__WHAT YOU WILL DO__: Reproduce the entire listing exactly as written, apart from its pictures.

*** Opening DATASET ENTRIES ***

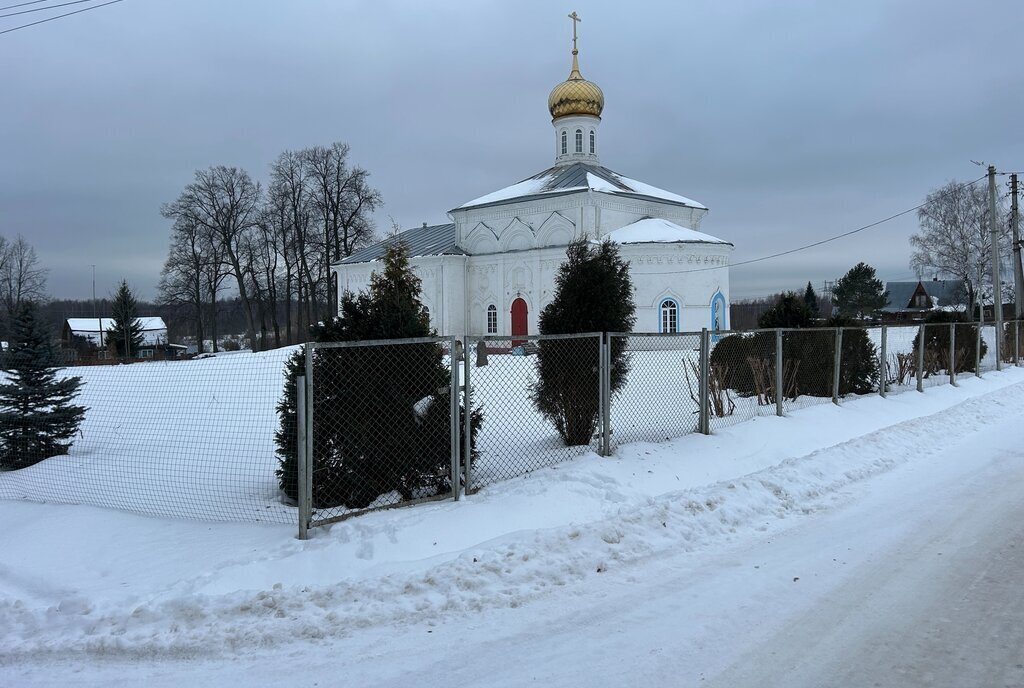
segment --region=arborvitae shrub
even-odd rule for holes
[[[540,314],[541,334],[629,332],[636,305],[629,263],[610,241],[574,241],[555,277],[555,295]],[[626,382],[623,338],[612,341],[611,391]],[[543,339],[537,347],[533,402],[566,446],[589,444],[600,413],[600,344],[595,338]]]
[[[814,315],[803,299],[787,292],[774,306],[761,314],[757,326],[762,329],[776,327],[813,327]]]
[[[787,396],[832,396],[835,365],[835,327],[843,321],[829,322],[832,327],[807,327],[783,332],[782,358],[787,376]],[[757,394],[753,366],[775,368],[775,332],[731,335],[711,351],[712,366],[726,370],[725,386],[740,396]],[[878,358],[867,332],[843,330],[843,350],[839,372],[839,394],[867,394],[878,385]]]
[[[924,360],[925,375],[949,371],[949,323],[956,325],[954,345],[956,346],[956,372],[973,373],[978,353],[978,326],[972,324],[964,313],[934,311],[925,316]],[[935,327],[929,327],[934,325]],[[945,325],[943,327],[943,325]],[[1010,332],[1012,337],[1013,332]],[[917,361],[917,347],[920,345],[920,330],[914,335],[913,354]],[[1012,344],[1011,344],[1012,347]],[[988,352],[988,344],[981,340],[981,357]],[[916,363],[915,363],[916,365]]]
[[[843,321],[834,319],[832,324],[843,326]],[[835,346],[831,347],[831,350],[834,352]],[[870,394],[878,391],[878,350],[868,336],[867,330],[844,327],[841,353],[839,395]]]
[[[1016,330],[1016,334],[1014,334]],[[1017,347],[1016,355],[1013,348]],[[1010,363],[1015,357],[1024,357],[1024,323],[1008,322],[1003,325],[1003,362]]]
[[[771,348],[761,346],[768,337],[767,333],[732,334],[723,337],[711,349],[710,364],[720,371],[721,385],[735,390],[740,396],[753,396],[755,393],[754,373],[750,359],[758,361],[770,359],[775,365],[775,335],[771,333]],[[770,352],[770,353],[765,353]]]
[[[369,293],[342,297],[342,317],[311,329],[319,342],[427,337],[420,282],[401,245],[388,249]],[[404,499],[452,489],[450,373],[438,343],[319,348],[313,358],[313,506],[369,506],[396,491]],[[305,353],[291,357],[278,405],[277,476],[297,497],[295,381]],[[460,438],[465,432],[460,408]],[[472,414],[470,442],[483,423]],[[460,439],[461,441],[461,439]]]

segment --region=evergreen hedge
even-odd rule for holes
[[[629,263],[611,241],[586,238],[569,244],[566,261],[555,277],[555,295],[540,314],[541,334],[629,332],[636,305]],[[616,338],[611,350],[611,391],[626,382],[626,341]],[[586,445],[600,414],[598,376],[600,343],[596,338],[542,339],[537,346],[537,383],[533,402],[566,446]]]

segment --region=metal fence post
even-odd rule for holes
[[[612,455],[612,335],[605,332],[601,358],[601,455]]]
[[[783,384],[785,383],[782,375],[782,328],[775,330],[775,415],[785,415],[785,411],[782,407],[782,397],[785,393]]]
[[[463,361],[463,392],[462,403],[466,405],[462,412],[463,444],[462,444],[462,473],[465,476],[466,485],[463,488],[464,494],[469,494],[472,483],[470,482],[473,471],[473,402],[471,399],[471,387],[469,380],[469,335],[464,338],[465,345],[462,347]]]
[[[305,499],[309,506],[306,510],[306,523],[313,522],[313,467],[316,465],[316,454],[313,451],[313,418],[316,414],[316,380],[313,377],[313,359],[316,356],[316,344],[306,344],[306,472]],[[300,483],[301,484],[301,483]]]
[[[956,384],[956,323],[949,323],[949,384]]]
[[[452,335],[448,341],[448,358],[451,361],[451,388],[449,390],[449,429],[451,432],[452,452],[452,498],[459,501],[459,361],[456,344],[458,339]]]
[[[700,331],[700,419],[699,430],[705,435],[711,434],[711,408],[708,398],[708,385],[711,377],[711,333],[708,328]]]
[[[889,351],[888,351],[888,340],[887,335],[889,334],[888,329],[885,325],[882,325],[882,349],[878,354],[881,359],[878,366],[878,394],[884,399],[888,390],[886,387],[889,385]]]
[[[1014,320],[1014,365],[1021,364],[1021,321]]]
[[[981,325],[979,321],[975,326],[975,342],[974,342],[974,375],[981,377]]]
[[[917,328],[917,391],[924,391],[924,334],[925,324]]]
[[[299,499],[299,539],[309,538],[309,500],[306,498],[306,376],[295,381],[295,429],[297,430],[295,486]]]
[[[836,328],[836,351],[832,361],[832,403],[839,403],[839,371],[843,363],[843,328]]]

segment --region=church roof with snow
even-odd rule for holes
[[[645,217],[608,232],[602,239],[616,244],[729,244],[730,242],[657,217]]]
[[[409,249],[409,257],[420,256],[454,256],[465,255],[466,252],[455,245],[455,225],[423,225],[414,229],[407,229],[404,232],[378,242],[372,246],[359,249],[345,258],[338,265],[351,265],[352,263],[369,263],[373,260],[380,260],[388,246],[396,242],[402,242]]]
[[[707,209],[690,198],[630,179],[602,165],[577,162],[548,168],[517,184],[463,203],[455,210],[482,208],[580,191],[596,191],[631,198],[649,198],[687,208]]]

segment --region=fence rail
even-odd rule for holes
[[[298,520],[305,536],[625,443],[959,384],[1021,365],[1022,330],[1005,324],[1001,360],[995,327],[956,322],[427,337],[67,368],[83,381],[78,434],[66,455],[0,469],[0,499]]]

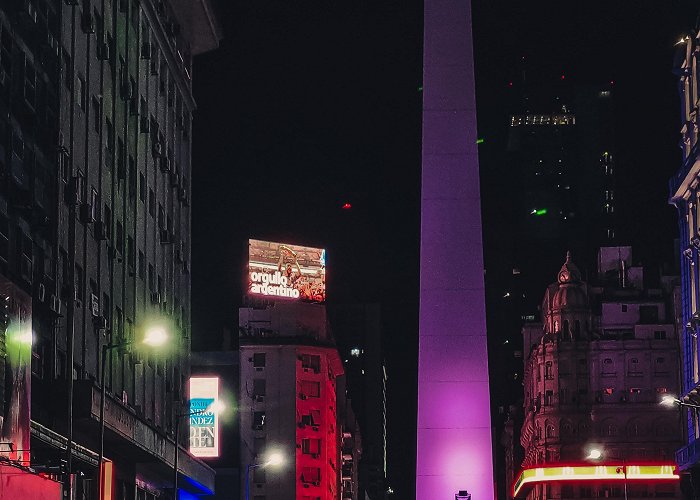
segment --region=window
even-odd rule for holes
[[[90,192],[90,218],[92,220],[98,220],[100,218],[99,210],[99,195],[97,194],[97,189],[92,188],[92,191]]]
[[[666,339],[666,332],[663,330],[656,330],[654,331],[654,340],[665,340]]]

*** Closing DATASET ENTRIES ***

__ANSWER SECTION__:
segment --region=arborvitae shrub
even-odd rule for holes
[[[540,314],[541,334],[629,332],[636,305],[629,263],[610,241],[574,241],[555,277],[555,295]],[[626,382],[623,338],[612,341],[611,391]],[[543,339],[537,347],[533,402],[566,446],[589,444],[600,413],[600,344],[595,338]]]
[[[814,315],[803,299],[787,292],[774,306],[761,314],[757,326],[762,329],[776,327],[813,327]]]
[[[787,396],[832,396],[835,365],[835,327],[843,321],[829,322],[832,327],[807,327],[783,332],[782,358],[787,376]],[[757,394],[753,366],[775,368],[775,332],[731,335],[711,351],[712,366],[726,370],[725,386],[740,396]],[[878,358],[867,332],[843,330],[843,350],[839,372],[839,394],[867,394],[878,385]]]
[[[924,360],[925,375],[949,371],[949,323],[956,325],[954,345],[956,346],[956,372],[973,373],[978,353],[978,326],[972,324],[964,313],[934,311],[925,316]],[[935,327],[929,327],[934,325]],[[945,325],[943,327],[943,325]],[[1010,332],[1012,337],[1013,332]],[[917,361],[917,347],[920,345],[920,330],[914,335],[913,354]],[[1012,344],[1011,344],[1012,347]],[[988,352],[988,344],[981,340],[981,357]],[[916,363],[915,363],[916,365]]]
[[[843,321],[834,319],[832,324],[843,326]],[[835,346],[831,347],[831,350],[834,352]],[[870,394],[878,391],[878,350],[868,336],[867,330],[844,327],[841,353],[839,395]]]
[[[1016,330],[1016,334],[1014,334]],[[1017,347],[1016,355],[1013,348]],[[1010,363],[1015,357],[1024,357],[1024,323],[1008,322],[1003,325],[1003,362]]]
[[[771,348],[761,346],[768,337],[767,333],[732,334],[723,337],[711,349],[710,364],[720,371],[721,385],[735,390],[740,396],[753,396],[755,393],[754,373],[750,359],[758,361],[770,359],[775,365],[775,335],[771,333]],[[770,352],[770,353],[765,353]]]
[[[369,293],[342,297],[342,317],[311,329],[319,342],[427,337],[420,282],[401,245],[388,249]],[[404,499],[452,489],[450,373],[438,343],[319,348],[313,358],[313,506],[369,506],[396,491]],[[305,353],[291,357],[278,405],[277,476],[297,497],[295,381]],[[460,438],[465,432],[460,408]],[[472,414],[470,442],[483,423]],[[460,439],[461,441],[461,439]]]

segment --region=evergreen hedge
even-odd rule for holes
[[[629,263],[611,241],[586,238],[569,244],[566,261],[555,277],[555,295],[540,314],[541,334],[629,332],[636,305]],[[616,338],[611,350],[611,391],[626,382],[626,341]],[[586,445],[600,414],[598,376],[600,343],[596,338],[542,339],[537,346],[537,383],[533,402],[566,446]]]

segment --region=metal fence post
even-odd rule for holes
[[[612,455],[612,335],[605,332],[601,358],[601,455]]]
[[[783,384],[785,383],[782,375],[782,328],[775,330],[775,415],[785,415],[785,411],[782,407],[782,397],[785,393]]]
[[[463,361],[463,392],[462,403],[466,405],[462,412],[463,444],[462,444],[462,473],[465,476],[466,485],[463,488],[464,494],[469,494],[472,483],[470,482],[473,471],[473,402],[471,399],[471,387],[469,380],[469,335],[464,338],[465,345],[462,347]]]
[[[305,499],[309,506],[306,510],[306,523],[313,522],[313,467],[316,465],[316,454],[313,451],[313,418],[316,414],[316,380],[313,377],[313,359],[316,356],[316,344],[306,344],[306,472]],[[300,483],[301,484],[301,483]]]
[[[956,384],[956,323],[949,323],[949,384]]]
[[[452,335],[448,341],[448,358],[451,361],[451,388],[449,390],[449,429],[451,432],[452,452],[452,498],[459,501],[459,361],[456,344],[458,339]]]
[[[700,331],[700,419],[699,430],[705,435],[711,434],[711,408],[708,398],[708,385],[711,377],[711,333],[708,328]]]
[[[889,351],[888,351],[888,340],[887,335],[889,334],[888,329],[885,325],[882,325],[882,349],[878,354],[881,359],[878,366],[878,394],[884,399],[888,390],[886,387],[889,385]]]
[[[1014,320],[1014,365],[1021,364],[1021,321]]]
[[[981,325],[979,321],[975,326],[975,342],[974,342],[974,375],[981,377]]]
[[[917,328],[917,391],[924,391],[924,334],[925,324]]]
[[[299,499],[299,539],[309,538],[309,500],[306,498],[306,376],[295,381],[295,429],[297,430],[295,486]]]
[[[836,328],[836,351],[832,361],[832,403],[839,403],[839,371],[843,363],[843,328]]]

segment --region=church roof with snow
even-odd rule for holes
[[[645,217],[608,232],[602,239],[616,244],[729,244],[730,242],[657,217]]]
[[[409,249],[409,257],[420,256],[454,256],[465,255],[466,252],[455,245],[455,225],[423,225],[414,229],[407,229],[404,232],[378,242],[372,246],[359,249],[345,258],[338,265],[351,265],[352,263],[369,263],[373,260],[380,260],[388,246],[396,242],[402,242]]]
[[[707,209],[690,198],[630,179],[602,165],[577,162],[548,168],[517,184],[463,203],[455,210],[482,208],[580,191],[596,191],[631,198],[649,198],[687,208]]]

segment --region=fence rail
even-odd rule for holes
[[[298,520],[305,536],[625,443],[959,384],[1021,365],[1022,330],[1005,324],[1001,360],[995,327],[956,322],[427,337],[67,368],[83,381],[78,434],[66,455],[0,469],[0,499]]]

segment --region=window
even-odd rule for holes
[[[90,192],[90,218],[92,220],[98,220],[100,218],[99,210],[99,195],[97,194],[97,189],[92,188],[92,191]]]
[[[666,339],[666,332],[663,330],[656,330],[654,331],[654,340],[665,340]]]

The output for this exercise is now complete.